■ QUOTED PASSAGE
--*--

Civil servants are set for a 7.3 per
cent pay rise starting July which includes higher housing and hardship
allowances ahead of elections.
Documents submitted in
Parliament indicate that the Treasury has allocated an additional Sh26.5
billion for salaries, lifting the total wage budget to Sh386.5 billion
in the coming year, from the current Sh360 billion.
The increment affects only employees working for the national government.
Last
month, State House announced a fresh pay package that will see civil
servants’ salaries increase annually by Sh25 billion over the next four
years, starting July, translating to a total pay hike of Sh100 billion.
Treasury
documents show that out of the Sh26.5 billion salary increment
allocation for next year, Sh20 billion will go towards harmonisation of
salaries and allowances for national government employees. This is in
line with recommendations by the Salaries and Remuneration Commission
(SRC).
The remaining Sh6.5 billion is for the implementation of the third phase of housing and hardship perks.
This
marks the first pay increase for the entire civil service under the
Jubilee administration and comes on the back of heightened pay spats
that recently saw doctors and university lecturers go on strike.
It also signals President Uhuru Kenyatta’s intention to
quell a string of strikes which have rocked his administration ahead of
the August 8 General Election. Doctors and lecturers pay will, however,
be covered in the counties and universities allocation budget.
The
SRC last November unveiled a new job structure for public servants in
efforts to bridge the huge wage disparities in the public service.
In
the new arrangement, civil servants possessing same skills,
qualifications and experience will be clustered in the same job group
regardless of whether they are employees of the national government,
county governments, constitutional commissions, state corporations or
independent commissions.

--*--

■ DATA LINES

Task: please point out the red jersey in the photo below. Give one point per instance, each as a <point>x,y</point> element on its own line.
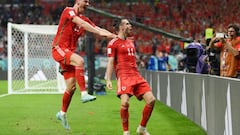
<point>123,52</point>
<point>68,32</point>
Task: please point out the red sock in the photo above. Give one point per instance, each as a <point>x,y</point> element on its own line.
<point>124,116</point>
<point>147,111</point>
<point>66,99</point>
<point>80,78</point>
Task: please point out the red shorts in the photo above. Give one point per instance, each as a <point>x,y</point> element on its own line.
<point>62,56</point>
<point>133,85</point>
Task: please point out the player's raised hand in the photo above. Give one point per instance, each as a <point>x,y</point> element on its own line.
<point>109,85</point>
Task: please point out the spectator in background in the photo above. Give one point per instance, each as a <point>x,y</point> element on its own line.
<point>229,46</point>
<point>162,61</point>
<point>153,63</point>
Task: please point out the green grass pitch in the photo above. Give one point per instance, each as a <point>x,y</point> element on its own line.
<point>32,114</point>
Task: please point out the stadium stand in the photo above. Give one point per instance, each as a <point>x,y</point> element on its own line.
<point>188,19</point>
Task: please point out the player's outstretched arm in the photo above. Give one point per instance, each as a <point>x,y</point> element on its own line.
<point>88,27</point>
<point>109,72</point>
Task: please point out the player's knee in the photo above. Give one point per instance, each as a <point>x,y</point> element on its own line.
<point>80,62</point>
<point>151,101</point>
<point>125,104</point>
<point>71,88</point>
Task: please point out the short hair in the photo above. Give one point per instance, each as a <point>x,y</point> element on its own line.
<point>116,23</point>
<point>235,27</point>
<point>71,2</point>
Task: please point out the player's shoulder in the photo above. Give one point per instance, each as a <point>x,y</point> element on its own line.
<point>113,41</point>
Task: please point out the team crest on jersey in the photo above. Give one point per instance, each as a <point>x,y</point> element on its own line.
<point>71,13</point>
<point>109,51</point>
<point>123,88</point>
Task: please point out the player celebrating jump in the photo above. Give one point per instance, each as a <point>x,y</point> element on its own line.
<point>122,59</point>
<point>71,26</point>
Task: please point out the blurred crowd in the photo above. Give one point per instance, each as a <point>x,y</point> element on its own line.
<point>186,18</point>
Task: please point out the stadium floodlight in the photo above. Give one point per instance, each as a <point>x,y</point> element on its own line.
<point>31,68</point>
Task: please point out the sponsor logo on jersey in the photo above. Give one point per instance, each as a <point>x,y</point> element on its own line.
<point>123,88</point>
<point>109,51</point>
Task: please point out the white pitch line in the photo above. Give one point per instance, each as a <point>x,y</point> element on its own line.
<point>4,95</point>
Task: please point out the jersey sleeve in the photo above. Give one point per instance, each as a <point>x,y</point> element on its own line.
<point>111,48</point>
<point>87,20</point>
<point>70,13</point>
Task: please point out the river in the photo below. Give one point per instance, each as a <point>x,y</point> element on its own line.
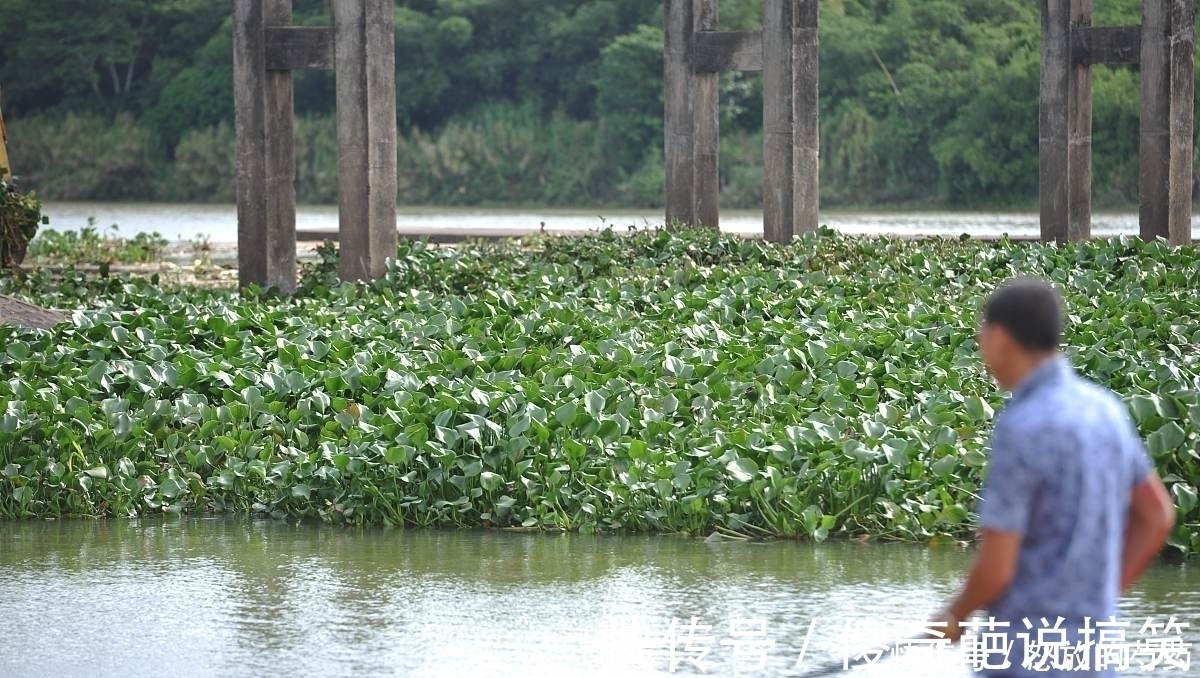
<point>219,223</point>
<point>237,598</point>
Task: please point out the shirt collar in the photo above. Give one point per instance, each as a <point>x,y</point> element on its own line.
<point>1049,371</point>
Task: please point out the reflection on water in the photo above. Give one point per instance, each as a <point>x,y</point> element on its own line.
<point>220,222</point>
<point>233,598</point>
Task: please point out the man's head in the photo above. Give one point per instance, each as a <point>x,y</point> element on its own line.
<point>1023,325</point>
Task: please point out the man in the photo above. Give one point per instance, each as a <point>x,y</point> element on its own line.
<point>1072,509</point>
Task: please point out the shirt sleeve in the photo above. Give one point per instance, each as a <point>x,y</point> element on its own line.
<point>1012,484</point>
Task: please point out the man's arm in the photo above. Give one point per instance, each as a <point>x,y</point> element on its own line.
<point>990,575</point>
<point>1151,519</point>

--*--

■ STATED PROBLEM 1
Translate this sentence from the pay rise article into Spanish: "The increment affects only employees working for the national government."
■ STATED PROBLEM 2
Rewrite the pay rise article from "Documents submitted in" up to and including "the national government.", changing "Treasury" to "Finance Ministry".
The data is separate material from the pay rise article.

■ WRITTEN SOLUTION 1
El incremento afecta únicamente a los empleados que trabajan para el gobierno nacional.

■ WRITTEN SOLUTION 2
Documents submitted in
Parliament indicate that the Finance Ministry has allocated an additional Sh26.5
billion for salaries, lifting the total wage budget to Sh386.5 billion
in the coming year, from the current Sh360 billion.
The increment affects only employees working for the national government.